Position identification records.
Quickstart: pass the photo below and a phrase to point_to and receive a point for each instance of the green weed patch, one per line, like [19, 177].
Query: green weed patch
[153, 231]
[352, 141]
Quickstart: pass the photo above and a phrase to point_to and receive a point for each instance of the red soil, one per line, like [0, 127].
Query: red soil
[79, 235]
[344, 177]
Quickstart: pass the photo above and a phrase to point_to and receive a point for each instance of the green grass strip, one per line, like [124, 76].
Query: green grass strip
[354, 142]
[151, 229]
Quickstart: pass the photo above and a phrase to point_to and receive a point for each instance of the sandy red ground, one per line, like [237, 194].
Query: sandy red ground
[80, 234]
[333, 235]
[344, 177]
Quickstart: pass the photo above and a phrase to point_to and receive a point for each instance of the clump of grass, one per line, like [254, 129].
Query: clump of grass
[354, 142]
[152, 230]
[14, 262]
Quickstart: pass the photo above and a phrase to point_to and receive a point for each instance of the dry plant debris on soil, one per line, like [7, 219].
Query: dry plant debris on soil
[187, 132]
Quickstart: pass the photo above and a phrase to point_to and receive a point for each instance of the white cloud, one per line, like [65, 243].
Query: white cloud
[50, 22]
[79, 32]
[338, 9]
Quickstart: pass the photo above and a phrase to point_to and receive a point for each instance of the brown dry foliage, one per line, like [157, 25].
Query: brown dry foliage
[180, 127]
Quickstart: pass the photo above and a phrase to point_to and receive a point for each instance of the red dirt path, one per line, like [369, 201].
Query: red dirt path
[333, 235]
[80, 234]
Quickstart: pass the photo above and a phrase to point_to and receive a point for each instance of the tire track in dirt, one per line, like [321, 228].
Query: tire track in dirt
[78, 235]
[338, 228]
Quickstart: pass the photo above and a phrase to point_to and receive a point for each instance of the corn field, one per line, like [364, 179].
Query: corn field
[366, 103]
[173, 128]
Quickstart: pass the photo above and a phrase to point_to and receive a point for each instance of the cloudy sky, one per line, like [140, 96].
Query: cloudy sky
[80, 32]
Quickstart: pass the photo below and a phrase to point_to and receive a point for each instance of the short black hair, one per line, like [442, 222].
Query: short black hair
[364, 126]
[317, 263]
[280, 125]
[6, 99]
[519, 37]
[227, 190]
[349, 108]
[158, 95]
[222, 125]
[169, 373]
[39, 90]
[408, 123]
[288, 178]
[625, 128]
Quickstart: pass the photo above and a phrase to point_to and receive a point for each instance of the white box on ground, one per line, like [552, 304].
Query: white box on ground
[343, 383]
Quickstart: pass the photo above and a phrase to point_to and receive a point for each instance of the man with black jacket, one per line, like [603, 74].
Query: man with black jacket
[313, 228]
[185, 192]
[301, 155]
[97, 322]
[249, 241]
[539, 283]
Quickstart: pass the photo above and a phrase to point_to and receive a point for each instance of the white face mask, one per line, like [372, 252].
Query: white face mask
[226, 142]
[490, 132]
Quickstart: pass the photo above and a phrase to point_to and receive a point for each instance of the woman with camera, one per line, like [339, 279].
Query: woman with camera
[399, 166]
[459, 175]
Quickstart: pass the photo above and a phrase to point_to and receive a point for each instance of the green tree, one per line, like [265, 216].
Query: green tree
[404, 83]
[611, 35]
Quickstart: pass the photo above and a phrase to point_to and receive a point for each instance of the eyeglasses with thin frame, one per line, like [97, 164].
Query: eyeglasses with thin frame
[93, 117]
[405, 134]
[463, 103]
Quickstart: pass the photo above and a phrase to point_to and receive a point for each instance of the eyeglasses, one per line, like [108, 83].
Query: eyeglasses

To do.
Return the entries above exactly, each one complete.

Response to the task.
Quickstart: pass the photo below and a phrase to point_to and receive a point for each instance of the green weed patch, one per line, like [19, 177].
Query: green weed patch
[153, 231]
[352, 141]
Quickstart: pass the photo above and a phrase to point_to and receive a point for each instance of the red soil, one per line, like [0, 127].
Query: red soil
[79, 235]
[344, 177]
Quickstart: pass the photo above and a phrase to point_to and receive a point for each instance of the green grass strip, one per line, like [124, 76].
Query: green grass strip
[354, 142]
[151, 229]
Quickstart: pass the photo above and a phrase to point_to and receive a point for each instance of the sandy red ground, one per line, like [237, 194].
Query: sandy red ground
[80, 234]
[333, 235]
[344, 177]
Quickstart: pass the photo above and a phrase to point_to and receive a point for each instance of the clump of grass, one per line, like [254, 129].
Query: clump of grass
[354, 142]
[152, 230]
[14, 262]
Quickstart: pass the photo above and a phrase to point_to and receive a point for each instance of the dry plant debris on soil, one per line, like [7, 219].
Query: dry plant debris on soil
[187, 132]
Quickstart: pass the photo above and a phrase to point_to and receive a point for each instance of the white cloud, one per line, like [65, 243].
Query: white cloud
[50, 22]
[79, 32]
[338, 9]
Quickstart: pass the photo above and a phrase to point_to and receive a point for each instance of the brown dry foliage, one per line, like [157, 25].
Query: brown dry foliage
[180, 127]
Quickstart: pass the photo above and a phrase to point_to and receive a point for each instance of the red dirt path, one per line, like [369, 201].
Query: red dirt path
[333, 235]
[80, 234]
Quickstart: pass the photo above and a phrase to point_to and receive a point for each instance of the tire track in dirt, one per line, like [321, 228].
Query: tire track in dirt
[78, 235]
[338, 228]
Quickstart: pass the photo above and a phrase to point_to and receive a point for each instance of the corn field, one per line, like [364, 179].
Query: corn field
[366, 103]
[173, 128]
Quickstart: pass the photo above and a phrase to point_to and receive a point for each instance of the cloudy sky, one per line, like [140, 96].
Query: cloudy sky
[80, 32]
Quickstart: pass the photo below and a phrase to point_to and receive a point for each instance of the short black hair, one per line, like [442, 222].
Query: short black hair
[364, 126]
[317, 263]
[280, 125]
[6, 99]
[519, 37]
[227, 190]
[349, 108]
[158, 95]
[222, 125]
[169, 373]
[39, 90]
[408, 123]
[288, 178]
[625, 128]
Quickstart: pass the photo above and a phrase to point_to and receive a point for each instance of the white box on ground, one per line, like [552, 304].
Query: white box on ground
[343, 383]
Quickstart: pass the photo above and a phrase to point_to and receive a point for each instance of the man with black jacket, one per line, like [603, 74].
Query: man with black jacket
[313, 228]
[185, 192]
[301, 155]
[97, 322]
[249, 241]
[539, 283]
Quickstart: pass the photo above and a phrase to point_to and receive a point for each instance of the white face mask, one per line, like [372, 252].
Query: white face mask
[226, 142]
[490, 132]
Quickstart: pass the photo above and a phrase to point_to and receive a point for each instance of the woman with camera, one per line, like [339, 279].
Query: woman with camera
[399, 166]
[459, 175]
Quickstart: pass the photo above and a phrase to point_to and receive a point for each instance of the green tree, one per line, like [265, 216].
Query: green tree
[404, 83]
[611, 35]
Quickstart: pass the photo above and a phrase to point_to and receive a point for each instance of the eyeglasses with thin frame, one per line, like [97, 164].
Query: eyeglasses with thin frame
[93, 117]
[405, 134]
[463, 103]
Quickstart: pass the photo above and a phrase to point_to and receive a point for each instance of the eyeglasses, one per line, like [108, 83].
Query: eyeglasses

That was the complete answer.